**SOURCE RECORDS:**

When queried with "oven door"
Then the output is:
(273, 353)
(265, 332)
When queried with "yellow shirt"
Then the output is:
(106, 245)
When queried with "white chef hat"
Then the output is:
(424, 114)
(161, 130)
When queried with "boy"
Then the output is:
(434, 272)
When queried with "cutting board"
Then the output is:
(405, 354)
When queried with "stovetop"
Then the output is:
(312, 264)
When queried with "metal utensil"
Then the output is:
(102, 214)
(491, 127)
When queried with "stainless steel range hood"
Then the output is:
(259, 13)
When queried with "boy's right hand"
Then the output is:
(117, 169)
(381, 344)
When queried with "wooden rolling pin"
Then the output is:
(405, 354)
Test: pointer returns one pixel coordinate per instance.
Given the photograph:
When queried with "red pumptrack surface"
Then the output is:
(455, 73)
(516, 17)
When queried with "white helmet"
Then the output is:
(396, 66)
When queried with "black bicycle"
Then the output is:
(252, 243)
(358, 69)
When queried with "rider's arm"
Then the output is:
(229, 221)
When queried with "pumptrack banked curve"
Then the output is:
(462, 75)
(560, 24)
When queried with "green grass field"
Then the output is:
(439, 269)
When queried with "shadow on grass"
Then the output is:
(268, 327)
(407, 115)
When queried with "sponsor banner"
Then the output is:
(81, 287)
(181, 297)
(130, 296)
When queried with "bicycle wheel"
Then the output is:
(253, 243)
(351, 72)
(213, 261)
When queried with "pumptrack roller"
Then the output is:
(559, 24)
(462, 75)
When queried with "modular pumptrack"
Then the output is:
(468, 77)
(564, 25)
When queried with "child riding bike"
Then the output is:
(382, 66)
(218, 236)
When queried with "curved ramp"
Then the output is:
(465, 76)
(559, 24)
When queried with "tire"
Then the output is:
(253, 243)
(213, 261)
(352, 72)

**GOAL OF THE EXERCISE:** All lines of the records above that contain the word "white" are to be copied out.

**FINISHED EXERCISE:**
When queried with "white chef hat"
When queried with "white helmet"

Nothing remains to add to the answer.